Cumberland ME — Sheriff vs. ICE: Retaliation Over Corrections Recruit Arrest
The Fight
The Cumberland County confrontation began as a single arrest and escalated into one of the clearest documented cases of ICE using its contracting power as a political weapon against a local official who spoke out. Sheriff Kevin Joyce publicly condemned the January 2026 arrest of his own corrections officer recruit — a legally documented Angolan immigrant with a clean record who had passed multiple background checks. ICE responded by pulling all detainees from the jail, subpoenaing Joyce’s entire employment records, and asserting it “could no longer partner with a jail that employed an illegal alien.” The County Commission ultimately backed the sheriff by voting 3-1 to remove ICE from the longstanding USMS contract.
Timeline
- 2025-02: Emanuel Ludovic Mbuangi Landila, an Angolan immigrant with valid work authorization, is recruited by the Cumberland County Jail as a corrections officer trainee; he passes multiple background checks
- 2026-01 (approx): ICE agents pull Landila out of his car in Portland’s Bayside neighborhood, leaving his vehicle running at the curb; he is placed in civil immigration detention
- 2026-01-22: Sheriff Kevin Joyce holds a press conference condemning ICE’s conduct; calls the tactics “bush league”; describes Landila as having “passed multiple background checks” and being “squeaky clean”; notes the jail employs approximately 25 immigrants, all with valid work authorization
- 2026-01-23: ICE begins removing all detainees from Cumberland County Jail and serves the county with a subpoena demanding employment records for all jail staff from January 2025 forward; ICE states it cannot partner with a facility employing an “illegal alien”
- 2026-01-27: Landila’s attorney accuses ICE of lying to federal prosecutors — in a related case, ICE filed an emergency motion to remove a detainee and had moved her before the judge’s authorization came through, timing that the attorney characterized as defiance of a court order
- 2026-02-10: An immigration court judge grants bond for Landila; he is released
- 2026-02-23: Maine Monitor and Bangor Daily News report that multiple Maine state court judges have admonished ICE for “falsehoods” and “willful defiance” of court orders in cases related to the January enforcement surge — including U.S. District Judge John Woodcock Jr., who ordered immediate release of a detained woman after ICE supplied federal prosecutors with false information
- 2026-04-13: Gov. Janet Mills signs legislation clarifying that Maine county jails are not obligated to hold persons detained solely for civil immigration violations
- 2026-04-22: Cumberland County Board of Commissioners votes 3-1 to remove ICE from the USMS contract; Commissioner Jean-Marie Caterina and Commissioner Patricia Smith vote yes (“a step in the right direction”); Commissioner Stephen Gorden casts the lone dissent, citing taxpayer liability concerns if criminal-offense ICE detainees must be held without reimbursement
- 2026-04-24: Sheriff Joyce confirms Landila has returned to corrections training and is expected to graduate May 4, 2026
Key Actors
- Sheriff Kevin Joyce — Cumberland County Sheriff; led public opposition to ICE’s conduct; coined “bush league” characterization
- Emanuel Ludovic Mbuangi Landila — corrections recruit; Angolan national with valid work authorization; the proximate cause of the confrontation
- Commissioner Jean-Marie Caterina — voted to end ICE contract
- Commissioner Patricia Smith — voted to end ICE contract; called it “a step in the right direction”

(Extracted records)
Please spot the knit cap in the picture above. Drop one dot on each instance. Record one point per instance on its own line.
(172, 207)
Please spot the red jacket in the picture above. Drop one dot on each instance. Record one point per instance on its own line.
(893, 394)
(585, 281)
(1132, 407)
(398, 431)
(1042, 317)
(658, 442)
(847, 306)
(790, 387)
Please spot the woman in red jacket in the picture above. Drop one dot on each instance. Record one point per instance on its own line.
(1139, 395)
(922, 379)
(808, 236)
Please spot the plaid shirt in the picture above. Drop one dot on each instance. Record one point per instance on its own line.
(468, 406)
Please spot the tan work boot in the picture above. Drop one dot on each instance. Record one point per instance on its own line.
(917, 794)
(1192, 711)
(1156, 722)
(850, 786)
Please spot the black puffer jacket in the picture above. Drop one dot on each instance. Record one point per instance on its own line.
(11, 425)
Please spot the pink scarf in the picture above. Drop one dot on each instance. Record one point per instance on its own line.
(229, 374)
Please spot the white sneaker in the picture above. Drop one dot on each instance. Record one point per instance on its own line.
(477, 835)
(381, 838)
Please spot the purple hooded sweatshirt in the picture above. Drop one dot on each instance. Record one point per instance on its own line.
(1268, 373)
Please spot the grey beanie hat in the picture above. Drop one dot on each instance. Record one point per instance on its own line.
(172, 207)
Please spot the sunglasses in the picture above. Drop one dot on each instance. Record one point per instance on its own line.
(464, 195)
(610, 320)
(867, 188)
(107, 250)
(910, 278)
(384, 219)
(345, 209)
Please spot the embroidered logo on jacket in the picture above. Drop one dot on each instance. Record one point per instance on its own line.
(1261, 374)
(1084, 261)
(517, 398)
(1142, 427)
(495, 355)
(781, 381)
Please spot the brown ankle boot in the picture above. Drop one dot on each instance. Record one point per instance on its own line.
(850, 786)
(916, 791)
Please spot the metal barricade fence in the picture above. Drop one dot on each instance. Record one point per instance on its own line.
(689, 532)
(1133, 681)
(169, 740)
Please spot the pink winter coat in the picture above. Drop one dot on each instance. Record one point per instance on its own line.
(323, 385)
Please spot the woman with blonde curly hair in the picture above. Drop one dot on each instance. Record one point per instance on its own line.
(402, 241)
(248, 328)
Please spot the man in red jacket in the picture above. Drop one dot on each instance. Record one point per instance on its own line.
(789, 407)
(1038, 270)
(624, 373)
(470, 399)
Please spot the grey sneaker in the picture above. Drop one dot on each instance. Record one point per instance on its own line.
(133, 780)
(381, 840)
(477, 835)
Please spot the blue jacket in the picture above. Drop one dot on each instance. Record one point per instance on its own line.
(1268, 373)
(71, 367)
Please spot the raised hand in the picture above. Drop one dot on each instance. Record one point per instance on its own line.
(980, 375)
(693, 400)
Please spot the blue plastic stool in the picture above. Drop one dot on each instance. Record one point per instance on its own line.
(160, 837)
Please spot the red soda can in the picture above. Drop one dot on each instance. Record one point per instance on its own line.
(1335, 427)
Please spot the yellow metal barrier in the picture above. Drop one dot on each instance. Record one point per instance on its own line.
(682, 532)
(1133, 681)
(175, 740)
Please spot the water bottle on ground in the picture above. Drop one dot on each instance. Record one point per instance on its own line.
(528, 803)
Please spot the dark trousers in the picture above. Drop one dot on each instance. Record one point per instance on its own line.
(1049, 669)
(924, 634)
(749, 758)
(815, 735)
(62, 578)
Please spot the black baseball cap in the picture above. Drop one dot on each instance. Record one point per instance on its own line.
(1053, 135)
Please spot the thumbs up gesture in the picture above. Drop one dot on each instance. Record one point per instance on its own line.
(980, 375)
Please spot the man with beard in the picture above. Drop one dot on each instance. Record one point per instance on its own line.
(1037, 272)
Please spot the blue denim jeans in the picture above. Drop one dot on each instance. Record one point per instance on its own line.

## [Set tasks]
1. Translate this sentence from the article on the Cumberland County sheriff's dispute with ICE into Spanish: "The County Commission ultimately backed the sheriff by voting 3-1 to remove ICE from the longstanding USMS contract."
2. From the article on the Cumberland County sheriff's dispute with ICE, copy out the passage from "Cumberland ME —" to "longstanding USMS contract.".

## [Solutions to each task]
1. La Comisión del Condado finalmente respaldó al sheriff al votar 3 a 1 para retirar a ICE del contrato de larga data con el USMS.

2.
Cumberland ME — Sheriff vs. ICE: Retaliation Over Corrections Recruit Arrest
The Fight
The Cumberland County confrontation began as a single arrest and escalated into one of the clearest documented cases of ICE using its contracting power as a political weapon against a local official who spoke out. Sheriff Kevin Joyce publicly condemned the January 2026 arrest of his own corrections officer recruit — a legally documented Angolan immigrant with a clean record who had passed multiple background checks. ICE responded by pulling all detainees from the jail, subpoenaing Joyce’s entire employment records, and asserting it “could no longer partner with a jail that employed an illegal alien.” The County Commission ultimately backed the sheriff by voting 3-1 to remove ICE from the longstanding USMS contract.